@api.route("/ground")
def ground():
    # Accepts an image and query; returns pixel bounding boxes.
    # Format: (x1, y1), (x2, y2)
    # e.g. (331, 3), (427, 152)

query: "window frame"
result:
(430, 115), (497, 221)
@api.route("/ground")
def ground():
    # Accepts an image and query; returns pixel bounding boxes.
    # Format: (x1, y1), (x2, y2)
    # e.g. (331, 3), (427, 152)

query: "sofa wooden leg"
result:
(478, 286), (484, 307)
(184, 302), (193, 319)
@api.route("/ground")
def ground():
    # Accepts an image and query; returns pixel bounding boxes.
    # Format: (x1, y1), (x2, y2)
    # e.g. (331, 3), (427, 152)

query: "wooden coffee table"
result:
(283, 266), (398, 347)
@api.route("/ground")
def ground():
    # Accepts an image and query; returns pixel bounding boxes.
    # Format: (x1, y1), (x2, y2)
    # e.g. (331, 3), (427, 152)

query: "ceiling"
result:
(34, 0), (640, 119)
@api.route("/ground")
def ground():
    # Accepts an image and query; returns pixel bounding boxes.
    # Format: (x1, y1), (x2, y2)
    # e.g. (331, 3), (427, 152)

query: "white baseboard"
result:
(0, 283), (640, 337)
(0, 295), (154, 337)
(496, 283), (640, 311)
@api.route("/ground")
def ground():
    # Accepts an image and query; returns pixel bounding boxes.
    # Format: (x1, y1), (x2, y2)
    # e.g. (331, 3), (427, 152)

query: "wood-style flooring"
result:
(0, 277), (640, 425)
____
Reproduce the entire listing above character for character, keeping every line unchanged.

@api.route("/ground")
def ground():
    # Accepts an image and query; returns pixel bounding boxes.
    # Format: (x1, y1), (x2, y2)
    # e.g. (331, 3), (427, 152)

query: "window frame"
result:
(430, 115), (497, 221)
@api.route("/ground")
def ground():
    # Accepts an image and query; returns pixel bounding boxes.
    # Format: (x1, y1), (x2, y2)
    # e.g. (331, 3), (427, 152)

query: "sofa wooden leg"
result:
(478, 286), (484, 307)
(184, 302), (193, 319)
@api.route("/ground")
def ground():
    # Accepts an image and query; returns pixel bounding boxes.
    # Format: (x1, y1), (x2, y2)
    # e.g. (331, 3), (427, 152)

query: "wooden coffee table"
result:
(283, 266), (398, 347)
@api.route("/ground")
def ground():
    # Accepts an image and query; returns pixel bounding boxes.
    # Format: (x1, y1), (x2, y2)
    # e.g. (331, 3), (427, 152)

query: "ceiling"
result:
(34, 0), (640, 119)
@api.route("/ground")
def ground():
    # Accepts an image and query; returns pixel bounding boxes.
    # Format: (x1, y1), (x2, y2)
    # e.g. (331, 3), (427, 152)

query: "white baseboard"
result:
(0, 283), (640, 337)
(0, 295), (154, 337)
(496, 283), (640, 311)
@api.route("/ground")
def ground():
    # Accepts an image and query; returns pixel bounding boxes.
    # Format: (x1, y1), (x2, y2)
    # e.g. (331, 3), (427, 152)

query: "wood-style flooring"
result:
(0, 277), (640, 425)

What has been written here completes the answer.